- Consigne 1:
Indiquez, s'il vous plaît, combien de lignes fournies ci-dessous contiennent la chaîne « position », en tenant compte de la casse. Donnez uniquement le nombre.

- Extrait:
--
Le Scientifique de la Supply Chain : il utilise la technologie - nous en parlerons plus tard - pour combiner les informations recueillies par le Coordinateur avec les données extraites par le Responsable des Données afin d’automatiser la prise de décisions. Le scientifique commence par préparer les données, ce qui est une tâche étonnamment difficile et nécessite beaucoup de soutien de la part du Coordinateur, qui devra interagir avec les nombreuses personnes qui ont produit les données en premier lieu, pour clarifier tout ce qui peut être incertain. Il formalise la stratégie afin qu’elle puisse être utilisée pour générer des décisions - par exemple, les quantités de réapprovisionnement suggérées. Enfin, le Scientifique de la Supply Chain équipe l’ensemble du pipeline de données de tableaux de bord et de KPI pour assurer la clarté, la transparence et le contrôle.
Pour les entreprises de taille moyenne, il peut être extrêmement efficace que la même personne remplisse à la fois le rôle de Coordinateur et de Responsable des Données. Cela nécessite cependant une gamme de compétences qui n’est pas toujours facile à trouver chez un seul employé, cependant, si une telle personne existe dans l’organisation, elle tend à être un atout pour accélérer l’initiative. Ensuite, pour les grandes entreprises, même si le Coordinateur n’est pas très familier avec les bases de données de l’entreprise au début de l’initiative, c’est un gros avantage si le Coordinateur est capable d’acquérir un certain niveau de familiarité avec les bases de données au fur et à mesure de l’avancement de l’initiative. En effet, le paysage informatique ne cesse de changer, et anticiper l’impact du changement sur l’initiative contribue grandement à assurer une exécution fluide et continue.
La technologie
Jusqu’à présent, nous sommes restés plutôt vagues concernant la technologie logicielle requise pour soutenir la Supply Chain Quantitative. Pourtant, la Supply Chain Quantitative dépend de manière critique de la pile technologique utilisée pour la mettre en œuvre. Alors que, conceptuellement, chaque logiciel pourrait être réimplémenté à partir de zéro, le Supply Chain Scientist a besoin d’un soutien incroyable de sa pile technologique pour être même raisonnablement productif. De plus, certaines capacités telles que la prévision et l’optimisation numérique nécessitent des efforts de R&D préalables importants qui vont bien au-delà de ce que le Supply Chain Scientist peut fournir pendant le déroulement de l’initiative.
La première exigence de la Supply Chain Quantitative est une plateforme de données avec des capacités programmatiques, et, naturellement, avoir accès à une plateforme de données spécifiquement conçue pour traiter les données de la supply chain et les problèmes de la supply chain est un avantage certain. Nous parlons d’une plateforme de données, car même si chaque poste de travail de bureau peut stocker plusieurs téraoctets de données de nos jours, cela ne signifie pas que ce poste de travail de bureau offrira d’autres propriétés souhaitables pour mener à bien l’initiative : fiabilité contre les pannes matérielles, auditabilité pour tous les accès, compatibilité avec les exportations de données, etc. De plus, étant donné que les ensembles de données de la supply chain ont tendance à être volumineux, la plateforme de données doit être plus évolutive, ou en d’autres termes, capable de traiter de grandes quantités de données en peu de temps.
--
- Lignes fournies:
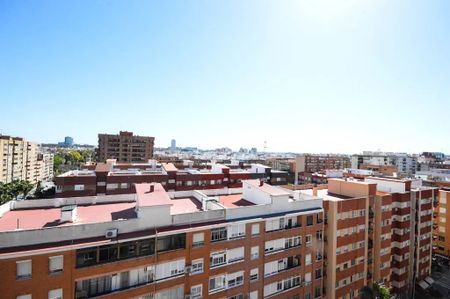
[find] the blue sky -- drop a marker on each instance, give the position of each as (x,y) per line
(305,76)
--
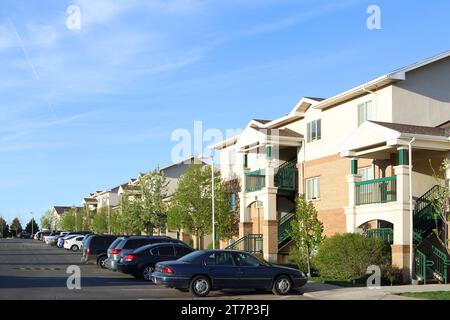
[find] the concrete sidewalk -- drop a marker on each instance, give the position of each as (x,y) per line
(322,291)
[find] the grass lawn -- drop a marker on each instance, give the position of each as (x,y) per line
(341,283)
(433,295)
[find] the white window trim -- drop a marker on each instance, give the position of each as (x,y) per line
--
- Consigne 2:
D'après l'extrait, quelle est la première exigence de la Supply Chain Quantitative ?

- Réponse 1:
4

- Réponse 2:
Une plateforme de données dotée de capacités programmatiques.